_What to do_:
1. According to the thread about updating a Cassandra lookup table, how long does it take for the new data to be inserted after the table is truncated?
2. From the thread about updating a Cassandra lookup table, extract the part that opens with the words containing "I have a very" and closes with "a clean database.".

_Selected text_:
3

I have a very huge Cassandra table with about 13 million entries. This table serves as a kind of a lookup table. That means there are no writes but only reads. I use Datastax Enterprise 4.8 (including Cassandra 2.1).

So, the content is very static, but from time to time (every few month) there is an update of the content. The problem is, that the old data can become outdated and new data appears. But the old data won't be overwritten (it stays in the table). It is necessary to remove the old data to have a clean database.

I have one requirement ... the database must be available during the update. It is okay to have a short time period (a few minutes) where old and new data exists side by side.

I already thought about the following solutions:

  • Write the new table directly as a SSTable and exchange it with the old one
  • Do the update as batch with an truncate of the old data at the beginning
  • Create a new table (with new name) and change the used table in the program (while running)
  • Add a version column, add new data with new version and delete old data (with old version) afterwards

Which of these solution is the best one? Or even better, is there a solution that solves my problem much more elegant?

Josef Bauer
  • 199
  • 1
  • 1
  • 13
  • Do you mean the data must be available? Because truncating and then inserting will work without your database going down. – Dennis Hunziker Feb 16 '16 at 10:28
  • Sorry, forgot to mention. Yes, the data must be available (either the old or the new one). The problem is, if I truncate the table, it takes about 30 minutes till the new data is inserted. This is more or less a downtime of 30 minutes. – Josef Bauer Feb 16 '16 at 10:39
  • Would it be acceptable to create a new table using a version number in the name and write the new data to that table and then switch your applications/users to using that table? – mikea Feb 16 '16 at 12:22
  • Is the update a brand new version of the table? – phact Feb 16 '16 at 13:20
  • @mikea this is more or less my third solution. I have also a clustered application (in addition to the clustered Cassandra). So, I have also to implement a mechanism to inform all my applications that the table changed. That is what I don't like at this idea. – Josef Bauer Feb 16 '16 at 13:45
  • @phact yes, the new update is a new version of the table. All information I need is inside this update. – Josef Bauer Feb 16 '16 at 13:46
  • I would go for the version column. Add that as the last clustering key and create a secondary index for it. – Ralf Feb 17 '16 at 12:14
  • @Ralf this is also my preferred solution. As far as I have some findings I will update my question. – Josef Bauer Feb 17 '16 at 18:25

1 Answers1

1

Okay, after a lot of testing, here are my findings. All the mentioned measurements are based on 13 million datasets.

Write own SSTable

I have written a small Java tool that creates SSTables. Here you can find a good example how to do this with the CQLSSTableWriter. After the creation of the SSTable I have used the sstableloader command line tool (comes with Cassandra) to import it into Cassandra.

Conclusion

  • the creation of the SSTable goes pretty quick (~ 10 minutes)

_Supplied data_:
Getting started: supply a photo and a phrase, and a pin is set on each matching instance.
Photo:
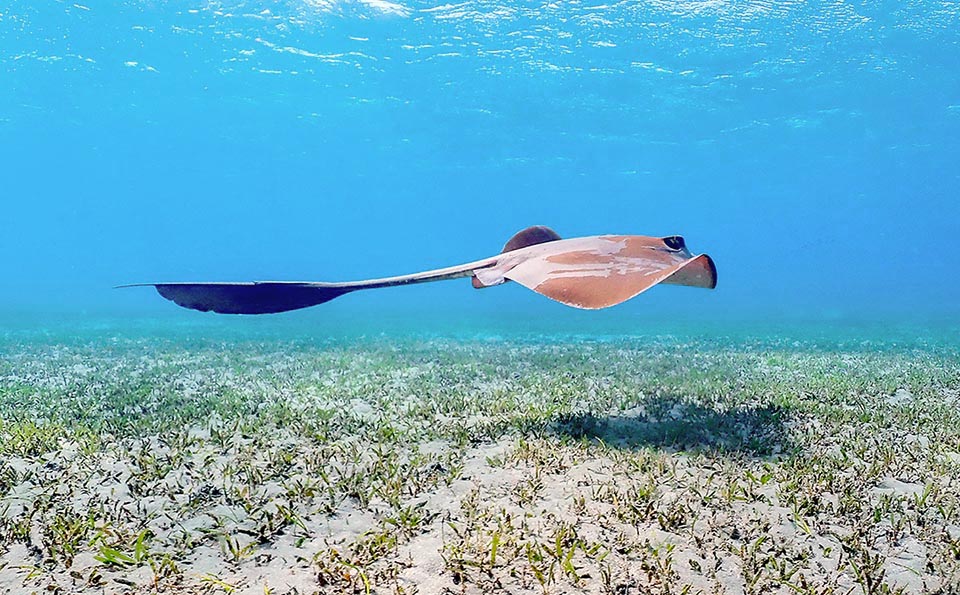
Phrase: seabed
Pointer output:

_Solved tasks_:
1. About 30 minutes.

2.
I have a very huge Cassandra table with about 13 million entries. This table serves as a kind of a lookup table. That means there are no writes but only reads. I use Datastax Enterprise 4.8 (including Cassandra 2.1).

So, the content is very static, but from time to time (every few month) there is an update of the content. The problem is, that the old data can become outdated and new data appears. But the old data won't be overwritten (it stays in the table). It is necessary to remove the old data to have a clean database.